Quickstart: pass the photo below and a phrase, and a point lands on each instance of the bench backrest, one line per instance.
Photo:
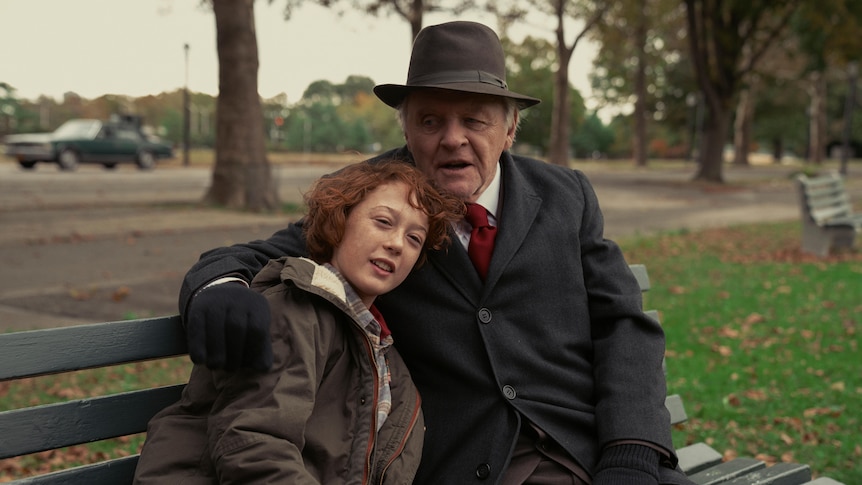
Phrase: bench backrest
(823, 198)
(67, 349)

--

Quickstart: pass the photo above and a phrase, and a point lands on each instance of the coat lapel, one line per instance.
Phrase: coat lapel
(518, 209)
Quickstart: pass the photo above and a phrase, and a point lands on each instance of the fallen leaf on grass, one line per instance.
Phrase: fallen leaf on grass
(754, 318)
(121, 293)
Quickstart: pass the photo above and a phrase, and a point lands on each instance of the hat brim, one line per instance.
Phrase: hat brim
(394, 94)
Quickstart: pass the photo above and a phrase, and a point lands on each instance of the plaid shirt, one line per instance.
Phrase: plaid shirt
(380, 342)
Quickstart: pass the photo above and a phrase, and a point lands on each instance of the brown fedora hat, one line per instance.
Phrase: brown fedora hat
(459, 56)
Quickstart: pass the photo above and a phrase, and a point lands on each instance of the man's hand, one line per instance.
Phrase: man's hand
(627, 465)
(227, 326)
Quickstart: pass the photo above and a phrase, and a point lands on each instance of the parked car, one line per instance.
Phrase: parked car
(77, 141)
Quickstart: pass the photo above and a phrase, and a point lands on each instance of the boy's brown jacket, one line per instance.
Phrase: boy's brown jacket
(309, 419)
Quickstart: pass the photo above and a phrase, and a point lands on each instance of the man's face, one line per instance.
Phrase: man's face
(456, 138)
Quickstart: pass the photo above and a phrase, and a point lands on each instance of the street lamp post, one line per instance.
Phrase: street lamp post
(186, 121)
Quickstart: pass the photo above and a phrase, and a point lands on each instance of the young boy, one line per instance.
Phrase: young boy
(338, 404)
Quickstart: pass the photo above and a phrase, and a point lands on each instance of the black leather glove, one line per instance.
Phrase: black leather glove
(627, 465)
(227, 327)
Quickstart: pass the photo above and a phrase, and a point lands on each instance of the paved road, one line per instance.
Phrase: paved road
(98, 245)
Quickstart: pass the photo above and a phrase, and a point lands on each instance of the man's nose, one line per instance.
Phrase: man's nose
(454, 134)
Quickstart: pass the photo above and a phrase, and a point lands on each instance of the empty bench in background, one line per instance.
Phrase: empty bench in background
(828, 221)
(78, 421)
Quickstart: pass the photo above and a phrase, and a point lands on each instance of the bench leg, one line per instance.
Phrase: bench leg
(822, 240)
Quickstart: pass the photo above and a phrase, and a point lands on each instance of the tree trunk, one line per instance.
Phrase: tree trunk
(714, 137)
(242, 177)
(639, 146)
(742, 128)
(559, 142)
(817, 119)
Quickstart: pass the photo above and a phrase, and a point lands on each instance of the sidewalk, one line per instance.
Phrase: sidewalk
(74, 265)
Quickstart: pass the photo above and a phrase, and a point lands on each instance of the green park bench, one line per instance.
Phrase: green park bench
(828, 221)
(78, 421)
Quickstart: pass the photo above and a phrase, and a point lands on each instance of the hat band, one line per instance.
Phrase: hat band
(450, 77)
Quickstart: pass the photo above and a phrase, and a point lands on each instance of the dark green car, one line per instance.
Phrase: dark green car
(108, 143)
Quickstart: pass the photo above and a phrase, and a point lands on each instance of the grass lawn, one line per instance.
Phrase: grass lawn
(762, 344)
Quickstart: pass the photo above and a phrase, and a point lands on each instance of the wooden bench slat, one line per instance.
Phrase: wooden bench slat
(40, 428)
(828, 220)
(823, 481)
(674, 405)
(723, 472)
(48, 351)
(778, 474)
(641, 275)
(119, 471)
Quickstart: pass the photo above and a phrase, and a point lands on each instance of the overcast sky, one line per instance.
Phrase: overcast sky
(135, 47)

**EXERCISE INSTRUCTIONS:**
Could you repeat exactly the lines above from the line with "Phrase: young boy" up to and including the line with "background, one line per instance.", and only those?

**SOLUTION TO THE EXERCISE:**
Phrase: young boy
(338, 404)
Quickstart: pass the photo above and a phrase, and a point lands on each instance of the black leather glove, one line per instance.
Phrase: black leather glove
(627, 465)
(227, 327)
Quickstart: pass the photo above and a phrase, and a point lands on each instance of the paved road, one line per instance.
Phrase: paved road
(98, 245)
Quickstart: pass the photo above and a phrase, and a point lands on each instance of the man's nose, one line per instance.
Phrase: man's nose
(454, 134)
Quickstart: pass the photo above and a phrase, and a point lands on each instance of the empty bench in background, one line per instance.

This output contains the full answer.